** START **
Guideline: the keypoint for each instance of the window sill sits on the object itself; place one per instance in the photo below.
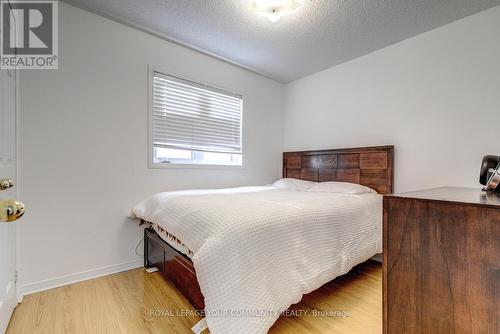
(195, 166)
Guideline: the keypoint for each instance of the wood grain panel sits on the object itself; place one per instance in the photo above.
(348, 161)
(310, 161)
(327, 174)
(373, 160)
(293, 173)
(375, 179)
(309, 174)
(441, 265)
(348, 175)
(327, 161)
(293, 161)
(371, 166)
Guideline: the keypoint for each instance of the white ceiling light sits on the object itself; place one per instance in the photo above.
(274, 10)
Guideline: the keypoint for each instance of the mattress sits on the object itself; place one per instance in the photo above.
(258, 250)
(172, 240)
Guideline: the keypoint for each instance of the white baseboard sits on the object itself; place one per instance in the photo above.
(56, 282)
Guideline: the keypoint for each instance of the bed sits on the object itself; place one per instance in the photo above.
(243, 255)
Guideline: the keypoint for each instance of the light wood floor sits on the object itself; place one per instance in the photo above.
(122, 303)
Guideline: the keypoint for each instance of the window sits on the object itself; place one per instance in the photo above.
(194, 124)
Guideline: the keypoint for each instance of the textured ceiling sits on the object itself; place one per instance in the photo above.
(321, 34)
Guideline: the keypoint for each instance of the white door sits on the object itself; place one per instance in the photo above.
(10, 209)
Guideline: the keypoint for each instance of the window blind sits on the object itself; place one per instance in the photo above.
(188, 115)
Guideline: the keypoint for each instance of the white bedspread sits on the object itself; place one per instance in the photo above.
(257, 250)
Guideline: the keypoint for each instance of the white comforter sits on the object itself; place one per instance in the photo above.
(257, 250)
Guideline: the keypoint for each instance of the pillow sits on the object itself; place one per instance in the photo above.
(341, 188)
(294, 184)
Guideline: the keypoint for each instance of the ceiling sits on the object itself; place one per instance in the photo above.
(321, 34)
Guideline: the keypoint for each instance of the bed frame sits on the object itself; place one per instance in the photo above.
(369, 166)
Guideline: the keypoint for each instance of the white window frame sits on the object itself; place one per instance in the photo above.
(155, 165)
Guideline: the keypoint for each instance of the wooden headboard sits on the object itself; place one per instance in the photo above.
(369, 166)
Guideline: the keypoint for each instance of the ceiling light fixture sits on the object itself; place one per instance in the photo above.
(274, 10)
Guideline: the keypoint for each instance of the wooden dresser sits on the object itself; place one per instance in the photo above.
(442, 262)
** END **
WHAT TO DO
Write the lines out verbatim, from the one with "Guideline: the keypoint for each instance of the white bedspread" through the last line of the entries, and stop there.

RESULT BELOW
Guideline: the keypoint for each instance of the white bedspread sits on the object itself; place one per instance in the photo above.
(257, 250)
Guideline: the keypoint for each instance of the white comforter sits on the object itself; place one per instance in the photo above.
(257, 250)
Guideline: the keypoint for each instance of the pillow sits on the object itself; place one per instance in the photo above.
(341, 188)
(294, 184)
Guideline: the keypoint for each instance of the ceiling sits on the object itself; place one per instance in the photo above.
(321, 34)
Guideline: the keypoint for each instance of the bed frame sits on the object itself; place one per instance in the photo above.
(369, 166)
Guideline: the keypoint for each instance of the white window frame sits on the object itself; place one per instance in the photo above.
(155, 165)
Guideline: the keypoint for each instance of the wooden headboard sits on the object itself; place one per instance in the photo above.
(369, 166)
Guideline: the keypoint for each instance of the ceiling light fixture sits on the object itself; place one per instance in the photo above.
(274, 10)
Guideline: the keypoint for each instance of the wooden dresser sits on the object itself; place one per instance in the photo above.
(442, 262)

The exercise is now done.